**** RECORDS TO PROCESS ****

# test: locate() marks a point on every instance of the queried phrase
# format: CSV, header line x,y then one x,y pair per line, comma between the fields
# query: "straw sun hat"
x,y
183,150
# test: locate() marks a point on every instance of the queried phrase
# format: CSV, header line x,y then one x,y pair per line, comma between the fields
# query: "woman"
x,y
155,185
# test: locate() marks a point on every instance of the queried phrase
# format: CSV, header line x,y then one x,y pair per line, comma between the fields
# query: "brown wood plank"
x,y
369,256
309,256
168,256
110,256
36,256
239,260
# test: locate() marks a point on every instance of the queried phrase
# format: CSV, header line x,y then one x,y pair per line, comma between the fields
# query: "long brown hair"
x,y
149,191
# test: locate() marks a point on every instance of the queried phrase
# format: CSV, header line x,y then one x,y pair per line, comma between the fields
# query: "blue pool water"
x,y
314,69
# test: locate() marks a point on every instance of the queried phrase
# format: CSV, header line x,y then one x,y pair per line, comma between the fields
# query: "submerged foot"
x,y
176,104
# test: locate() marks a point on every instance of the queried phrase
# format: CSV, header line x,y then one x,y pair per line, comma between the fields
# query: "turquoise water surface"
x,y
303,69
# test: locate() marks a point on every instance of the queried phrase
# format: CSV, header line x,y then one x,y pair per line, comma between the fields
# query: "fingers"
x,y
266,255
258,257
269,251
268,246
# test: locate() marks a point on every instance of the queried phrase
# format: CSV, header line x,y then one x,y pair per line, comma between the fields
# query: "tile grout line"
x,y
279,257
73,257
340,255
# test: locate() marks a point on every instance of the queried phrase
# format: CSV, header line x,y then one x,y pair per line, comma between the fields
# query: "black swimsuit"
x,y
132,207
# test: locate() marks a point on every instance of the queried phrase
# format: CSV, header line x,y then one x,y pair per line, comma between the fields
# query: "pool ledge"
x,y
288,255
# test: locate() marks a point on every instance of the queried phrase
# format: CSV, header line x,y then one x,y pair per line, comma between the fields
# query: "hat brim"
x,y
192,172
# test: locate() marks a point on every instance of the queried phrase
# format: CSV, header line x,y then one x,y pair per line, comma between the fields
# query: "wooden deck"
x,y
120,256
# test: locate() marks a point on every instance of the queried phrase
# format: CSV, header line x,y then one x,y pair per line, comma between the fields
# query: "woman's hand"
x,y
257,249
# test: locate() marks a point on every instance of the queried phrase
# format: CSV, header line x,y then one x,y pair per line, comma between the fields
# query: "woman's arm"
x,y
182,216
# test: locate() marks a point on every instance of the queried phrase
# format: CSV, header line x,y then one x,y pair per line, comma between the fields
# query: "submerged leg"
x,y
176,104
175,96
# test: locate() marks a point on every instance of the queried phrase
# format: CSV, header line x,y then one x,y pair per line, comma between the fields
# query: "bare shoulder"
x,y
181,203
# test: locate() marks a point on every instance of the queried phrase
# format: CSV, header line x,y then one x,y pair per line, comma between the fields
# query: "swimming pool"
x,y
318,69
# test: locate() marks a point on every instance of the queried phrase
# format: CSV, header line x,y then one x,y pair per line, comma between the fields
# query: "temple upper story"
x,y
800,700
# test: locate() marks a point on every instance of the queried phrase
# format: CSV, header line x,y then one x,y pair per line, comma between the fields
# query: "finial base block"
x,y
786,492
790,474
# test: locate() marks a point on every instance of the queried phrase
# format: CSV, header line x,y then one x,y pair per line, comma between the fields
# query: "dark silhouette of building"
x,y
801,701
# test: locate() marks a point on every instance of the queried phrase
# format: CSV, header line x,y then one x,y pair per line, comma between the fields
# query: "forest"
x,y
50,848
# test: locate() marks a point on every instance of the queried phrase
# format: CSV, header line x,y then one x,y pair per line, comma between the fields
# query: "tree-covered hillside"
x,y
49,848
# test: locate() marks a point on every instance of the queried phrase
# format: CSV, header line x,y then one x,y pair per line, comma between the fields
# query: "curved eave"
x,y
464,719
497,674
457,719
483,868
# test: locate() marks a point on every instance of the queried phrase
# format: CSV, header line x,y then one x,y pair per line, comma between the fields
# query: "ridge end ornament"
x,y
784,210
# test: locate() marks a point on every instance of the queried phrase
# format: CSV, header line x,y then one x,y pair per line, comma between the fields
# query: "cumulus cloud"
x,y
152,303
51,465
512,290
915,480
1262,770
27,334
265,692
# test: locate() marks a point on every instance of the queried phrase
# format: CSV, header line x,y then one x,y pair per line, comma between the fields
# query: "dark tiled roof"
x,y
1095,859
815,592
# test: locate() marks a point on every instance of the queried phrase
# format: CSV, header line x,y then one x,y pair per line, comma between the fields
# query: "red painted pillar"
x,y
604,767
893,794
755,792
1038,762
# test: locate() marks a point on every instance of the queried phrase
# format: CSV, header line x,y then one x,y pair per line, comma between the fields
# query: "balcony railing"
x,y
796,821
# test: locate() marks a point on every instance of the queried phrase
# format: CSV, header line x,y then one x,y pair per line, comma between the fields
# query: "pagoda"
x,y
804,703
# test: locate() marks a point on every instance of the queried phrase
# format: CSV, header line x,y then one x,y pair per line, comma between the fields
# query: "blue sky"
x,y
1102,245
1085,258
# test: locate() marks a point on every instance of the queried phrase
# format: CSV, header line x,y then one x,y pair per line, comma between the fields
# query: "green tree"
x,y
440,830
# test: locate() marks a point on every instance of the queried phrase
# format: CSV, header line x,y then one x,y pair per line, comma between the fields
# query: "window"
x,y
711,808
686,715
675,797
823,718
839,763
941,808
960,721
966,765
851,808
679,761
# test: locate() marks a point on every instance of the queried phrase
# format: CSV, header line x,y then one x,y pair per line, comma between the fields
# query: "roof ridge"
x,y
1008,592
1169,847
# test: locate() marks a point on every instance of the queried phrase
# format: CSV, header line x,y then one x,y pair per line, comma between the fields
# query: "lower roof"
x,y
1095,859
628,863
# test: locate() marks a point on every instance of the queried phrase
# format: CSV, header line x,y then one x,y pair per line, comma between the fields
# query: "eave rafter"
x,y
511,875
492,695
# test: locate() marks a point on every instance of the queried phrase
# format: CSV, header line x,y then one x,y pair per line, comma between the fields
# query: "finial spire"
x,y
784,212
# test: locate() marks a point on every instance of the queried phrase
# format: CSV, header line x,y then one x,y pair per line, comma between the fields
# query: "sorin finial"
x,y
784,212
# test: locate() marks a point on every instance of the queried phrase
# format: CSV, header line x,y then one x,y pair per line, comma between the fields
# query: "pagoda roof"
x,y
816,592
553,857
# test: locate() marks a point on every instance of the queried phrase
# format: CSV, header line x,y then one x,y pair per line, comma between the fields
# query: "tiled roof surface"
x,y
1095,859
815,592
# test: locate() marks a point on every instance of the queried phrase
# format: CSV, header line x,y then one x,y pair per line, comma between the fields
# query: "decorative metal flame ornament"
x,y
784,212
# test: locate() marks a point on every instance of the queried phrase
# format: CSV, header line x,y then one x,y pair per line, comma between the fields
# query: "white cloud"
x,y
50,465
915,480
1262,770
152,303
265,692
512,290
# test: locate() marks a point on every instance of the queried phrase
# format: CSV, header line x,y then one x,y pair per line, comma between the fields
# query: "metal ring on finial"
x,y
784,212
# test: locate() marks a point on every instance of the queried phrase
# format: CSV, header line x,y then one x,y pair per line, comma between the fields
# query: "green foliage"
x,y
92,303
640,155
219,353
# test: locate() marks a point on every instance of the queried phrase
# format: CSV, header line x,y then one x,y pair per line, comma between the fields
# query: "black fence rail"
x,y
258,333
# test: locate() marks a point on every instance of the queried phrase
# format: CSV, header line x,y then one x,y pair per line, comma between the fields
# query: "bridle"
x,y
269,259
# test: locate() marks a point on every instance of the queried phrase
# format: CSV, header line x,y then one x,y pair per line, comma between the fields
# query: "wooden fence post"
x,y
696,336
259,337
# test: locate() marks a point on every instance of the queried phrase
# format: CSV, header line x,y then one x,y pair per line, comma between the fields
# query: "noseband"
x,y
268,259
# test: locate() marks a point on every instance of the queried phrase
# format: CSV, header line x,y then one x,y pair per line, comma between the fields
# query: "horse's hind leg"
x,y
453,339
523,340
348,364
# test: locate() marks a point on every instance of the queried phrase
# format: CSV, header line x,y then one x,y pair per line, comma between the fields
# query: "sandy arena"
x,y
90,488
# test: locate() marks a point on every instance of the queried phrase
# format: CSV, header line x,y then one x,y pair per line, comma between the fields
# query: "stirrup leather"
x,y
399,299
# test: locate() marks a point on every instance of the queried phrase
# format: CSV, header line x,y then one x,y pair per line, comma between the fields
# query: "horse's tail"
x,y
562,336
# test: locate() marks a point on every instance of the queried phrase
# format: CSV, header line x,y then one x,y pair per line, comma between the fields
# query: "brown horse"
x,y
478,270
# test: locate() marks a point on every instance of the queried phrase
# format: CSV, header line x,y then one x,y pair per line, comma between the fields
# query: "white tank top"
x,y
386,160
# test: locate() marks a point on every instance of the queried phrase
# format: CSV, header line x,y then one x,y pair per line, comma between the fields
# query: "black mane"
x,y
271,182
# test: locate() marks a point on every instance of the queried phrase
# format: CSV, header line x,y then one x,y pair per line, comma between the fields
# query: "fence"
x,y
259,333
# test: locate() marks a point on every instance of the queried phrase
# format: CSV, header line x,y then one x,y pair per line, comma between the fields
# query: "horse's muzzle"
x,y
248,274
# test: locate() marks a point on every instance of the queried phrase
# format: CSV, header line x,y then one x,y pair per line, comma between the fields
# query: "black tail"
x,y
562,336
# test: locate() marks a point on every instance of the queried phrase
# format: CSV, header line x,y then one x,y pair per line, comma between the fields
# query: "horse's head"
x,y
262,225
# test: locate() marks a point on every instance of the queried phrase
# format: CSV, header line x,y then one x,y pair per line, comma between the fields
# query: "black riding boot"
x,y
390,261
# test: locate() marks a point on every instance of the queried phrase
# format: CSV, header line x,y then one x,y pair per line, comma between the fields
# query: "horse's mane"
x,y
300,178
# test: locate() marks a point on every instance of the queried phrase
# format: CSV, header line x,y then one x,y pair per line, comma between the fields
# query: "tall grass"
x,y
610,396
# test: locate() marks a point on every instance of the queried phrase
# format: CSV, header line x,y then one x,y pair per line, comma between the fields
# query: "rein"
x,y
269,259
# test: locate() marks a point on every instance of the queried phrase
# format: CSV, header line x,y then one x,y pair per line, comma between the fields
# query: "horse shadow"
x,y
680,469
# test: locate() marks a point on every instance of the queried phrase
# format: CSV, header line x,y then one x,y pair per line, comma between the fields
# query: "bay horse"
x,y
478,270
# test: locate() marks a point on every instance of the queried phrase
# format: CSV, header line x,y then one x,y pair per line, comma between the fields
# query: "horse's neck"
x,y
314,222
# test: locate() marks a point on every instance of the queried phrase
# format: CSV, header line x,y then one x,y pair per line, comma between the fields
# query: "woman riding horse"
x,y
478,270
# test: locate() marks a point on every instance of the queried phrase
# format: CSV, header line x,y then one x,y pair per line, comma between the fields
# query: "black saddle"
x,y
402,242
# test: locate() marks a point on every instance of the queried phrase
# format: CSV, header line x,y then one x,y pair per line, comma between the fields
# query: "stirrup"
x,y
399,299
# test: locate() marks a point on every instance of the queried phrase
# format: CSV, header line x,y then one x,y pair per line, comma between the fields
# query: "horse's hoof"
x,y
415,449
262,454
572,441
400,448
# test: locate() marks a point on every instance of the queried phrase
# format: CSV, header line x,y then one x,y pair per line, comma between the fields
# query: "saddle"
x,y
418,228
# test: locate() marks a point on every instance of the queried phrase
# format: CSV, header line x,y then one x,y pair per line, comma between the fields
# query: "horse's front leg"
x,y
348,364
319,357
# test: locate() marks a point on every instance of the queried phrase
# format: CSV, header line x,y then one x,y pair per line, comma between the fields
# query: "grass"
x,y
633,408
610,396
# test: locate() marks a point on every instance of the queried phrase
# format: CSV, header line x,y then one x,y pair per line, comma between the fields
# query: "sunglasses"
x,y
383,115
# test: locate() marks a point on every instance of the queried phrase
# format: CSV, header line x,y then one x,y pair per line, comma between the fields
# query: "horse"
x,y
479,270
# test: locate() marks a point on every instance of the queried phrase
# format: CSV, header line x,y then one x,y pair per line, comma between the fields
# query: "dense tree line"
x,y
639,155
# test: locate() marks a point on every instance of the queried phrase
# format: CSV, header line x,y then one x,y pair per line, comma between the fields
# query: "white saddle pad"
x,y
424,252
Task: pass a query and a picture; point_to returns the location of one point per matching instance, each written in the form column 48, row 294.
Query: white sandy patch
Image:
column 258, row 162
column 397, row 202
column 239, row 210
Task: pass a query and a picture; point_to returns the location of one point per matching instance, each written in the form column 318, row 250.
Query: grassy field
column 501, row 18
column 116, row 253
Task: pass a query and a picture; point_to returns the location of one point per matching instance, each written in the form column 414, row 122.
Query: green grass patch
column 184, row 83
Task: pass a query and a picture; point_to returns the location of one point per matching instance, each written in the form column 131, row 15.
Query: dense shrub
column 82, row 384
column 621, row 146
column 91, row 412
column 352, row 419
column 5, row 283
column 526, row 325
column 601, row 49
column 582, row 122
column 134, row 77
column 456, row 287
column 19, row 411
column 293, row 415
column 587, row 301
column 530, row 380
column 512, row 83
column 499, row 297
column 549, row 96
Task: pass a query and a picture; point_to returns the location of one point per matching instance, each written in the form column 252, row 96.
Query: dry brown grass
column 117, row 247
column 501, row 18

****

**WHAT NEEDS TO BE DONE:** Go through the entries and copy every line that has "written".

**EXERCISE SOLUTION:**
Task: pass a query and a picture; point_to returns the location of one point per matching instance, each written in the form column 48, row 294.
Task: pass a query and a picture; point_to returns the location of one point per matching instance, each written in the form column 318, row 250.
Task: pass a query and a picture; point_to returns the location of one point per matching instance, each written in the form column 414, row 122.
Task: pass a query and a picture; point_to returns the location of one point per matching instance, each written in the form column 131, row 15.
Task: pass a query and a picture; point_to returns the location of one point per matching instance, each written in the form column 252, row 96.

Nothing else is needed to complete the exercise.